START

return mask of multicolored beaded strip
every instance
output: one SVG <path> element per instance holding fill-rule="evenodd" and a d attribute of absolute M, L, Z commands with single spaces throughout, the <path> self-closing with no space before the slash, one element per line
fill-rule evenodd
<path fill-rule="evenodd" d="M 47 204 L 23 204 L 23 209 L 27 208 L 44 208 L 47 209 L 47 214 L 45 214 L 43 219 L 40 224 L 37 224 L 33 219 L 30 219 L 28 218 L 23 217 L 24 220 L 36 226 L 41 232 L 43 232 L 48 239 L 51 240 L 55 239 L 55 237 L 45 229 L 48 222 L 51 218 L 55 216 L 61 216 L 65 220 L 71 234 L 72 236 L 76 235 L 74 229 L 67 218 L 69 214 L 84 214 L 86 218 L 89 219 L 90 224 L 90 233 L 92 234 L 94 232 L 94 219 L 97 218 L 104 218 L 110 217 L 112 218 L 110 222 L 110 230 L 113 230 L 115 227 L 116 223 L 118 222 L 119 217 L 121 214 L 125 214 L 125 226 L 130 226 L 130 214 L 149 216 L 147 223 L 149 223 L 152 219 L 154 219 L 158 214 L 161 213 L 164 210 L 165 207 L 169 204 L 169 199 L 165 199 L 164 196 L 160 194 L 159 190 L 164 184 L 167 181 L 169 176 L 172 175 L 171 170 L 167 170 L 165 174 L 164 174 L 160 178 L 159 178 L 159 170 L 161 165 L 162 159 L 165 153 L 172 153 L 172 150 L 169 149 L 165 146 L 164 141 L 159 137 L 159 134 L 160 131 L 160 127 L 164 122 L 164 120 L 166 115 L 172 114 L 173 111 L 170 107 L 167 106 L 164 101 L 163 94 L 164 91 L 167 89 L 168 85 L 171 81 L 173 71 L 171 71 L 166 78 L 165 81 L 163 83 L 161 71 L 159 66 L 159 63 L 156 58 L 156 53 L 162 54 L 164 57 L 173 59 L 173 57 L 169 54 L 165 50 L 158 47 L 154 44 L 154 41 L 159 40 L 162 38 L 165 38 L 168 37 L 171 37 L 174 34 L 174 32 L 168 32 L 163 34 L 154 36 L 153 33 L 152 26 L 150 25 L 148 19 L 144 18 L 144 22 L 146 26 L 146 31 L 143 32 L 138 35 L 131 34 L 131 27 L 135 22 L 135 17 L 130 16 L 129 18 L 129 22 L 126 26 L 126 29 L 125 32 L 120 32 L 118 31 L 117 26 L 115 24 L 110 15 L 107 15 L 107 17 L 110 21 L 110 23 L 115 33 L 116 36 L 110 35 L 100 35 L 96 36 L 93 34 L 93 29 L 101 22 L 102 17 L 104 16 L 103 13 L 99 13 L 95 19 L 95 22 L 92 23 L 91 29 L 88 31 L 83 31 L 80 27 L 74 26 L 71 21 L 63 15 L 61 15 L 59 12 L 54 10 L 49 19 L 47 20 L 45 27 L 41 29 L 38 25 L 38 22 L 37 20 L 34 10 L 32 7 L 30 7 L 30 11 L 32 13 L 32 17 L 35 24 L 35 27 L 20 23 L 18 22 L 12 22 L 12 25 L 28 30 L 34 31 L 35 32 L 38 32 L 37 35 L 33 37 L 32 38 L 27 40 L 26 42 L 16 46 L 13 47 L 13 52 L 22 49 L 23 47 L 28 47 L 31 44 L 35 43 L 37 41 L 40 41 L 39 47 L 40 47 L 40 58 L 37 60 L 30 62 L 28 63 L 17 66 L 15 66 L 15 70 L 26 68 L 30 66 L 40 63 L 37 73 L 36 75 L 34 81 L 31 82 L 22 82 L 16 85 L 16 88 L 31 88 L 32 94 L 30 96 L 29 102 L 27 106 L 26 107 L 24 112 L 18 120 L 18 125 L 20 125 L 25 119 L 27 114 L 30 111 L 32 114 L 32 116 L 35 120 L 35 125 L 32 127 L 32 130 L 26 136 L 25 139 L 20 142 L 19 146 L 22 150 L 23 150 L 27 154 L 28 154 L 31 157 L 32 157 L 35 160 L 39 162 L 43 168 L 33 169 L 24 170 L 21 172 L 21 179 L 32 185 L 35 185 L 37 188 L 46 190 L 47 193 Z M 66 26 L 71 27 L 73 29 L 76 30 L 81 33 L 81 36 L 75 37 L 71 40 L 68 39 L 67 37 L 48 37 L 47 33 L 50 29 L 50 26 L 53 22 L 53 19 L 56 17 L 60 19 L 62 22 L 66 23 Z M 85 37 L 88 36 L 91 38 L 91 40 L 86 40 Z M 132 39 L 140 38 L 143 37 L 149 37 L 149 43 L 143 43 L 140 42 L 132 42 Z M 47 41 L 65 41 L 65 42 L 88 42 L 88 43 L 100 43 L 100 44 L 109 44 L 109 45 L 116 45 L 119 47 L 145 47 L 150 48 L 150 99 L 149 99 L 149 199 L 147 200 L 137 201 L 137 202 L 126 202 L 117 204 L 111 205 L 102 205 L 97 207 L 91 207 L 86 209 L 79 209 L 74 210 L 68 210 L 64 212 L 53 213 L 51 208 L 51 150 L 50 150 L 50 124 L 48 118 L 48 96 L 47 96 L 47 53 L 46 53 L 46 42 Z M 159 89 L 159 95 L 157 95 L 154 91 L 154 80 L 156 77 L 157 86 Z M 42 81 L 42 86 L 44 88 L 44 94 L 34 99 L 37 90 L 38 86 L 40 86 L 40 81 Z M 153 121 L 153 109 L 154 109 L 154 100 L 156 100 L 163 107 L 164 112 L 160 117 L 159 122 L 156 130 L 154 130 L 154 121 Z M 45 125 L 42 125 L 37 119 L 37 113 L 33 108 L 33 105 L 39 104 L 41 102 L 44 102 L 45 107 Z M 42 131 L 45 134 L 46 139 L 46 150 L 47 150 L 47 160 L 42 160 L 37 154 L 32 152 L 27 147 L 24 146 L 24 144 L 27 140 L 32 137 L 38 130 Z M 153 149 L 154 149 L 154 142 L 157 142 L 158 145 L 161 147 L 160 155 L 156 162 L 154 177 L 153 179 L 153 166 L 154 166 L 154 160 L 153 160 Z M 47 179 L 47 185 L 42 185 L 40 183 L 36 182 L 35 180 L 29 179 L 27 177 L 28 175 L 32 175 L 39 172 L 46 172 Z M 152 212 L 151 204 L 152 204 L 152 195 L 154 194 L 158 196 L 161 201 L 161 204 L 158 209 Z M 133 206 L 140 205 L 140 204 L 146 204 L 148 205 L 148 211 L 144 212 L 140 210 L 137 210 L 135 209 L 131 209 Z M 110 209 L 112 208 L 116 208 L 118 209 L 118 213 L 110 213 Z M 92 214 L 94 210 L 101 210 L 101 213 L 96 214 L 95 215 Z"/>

END

Problem to solve: Copy the listing from its first line through the line that reads "fill-rule evenodd", swapping "beaded" for "woven" and keeping everything else the same.

Reply to the task:
return mask of multicolored woven strip
every instance
output: one SVG <path> element per instance holding fill-rule="evenodd" and a d attribute of absolute M, L, Z commands with single spaces throughout, the <path> self-closing with no space before the slash, one element per line
fill-rule evenodd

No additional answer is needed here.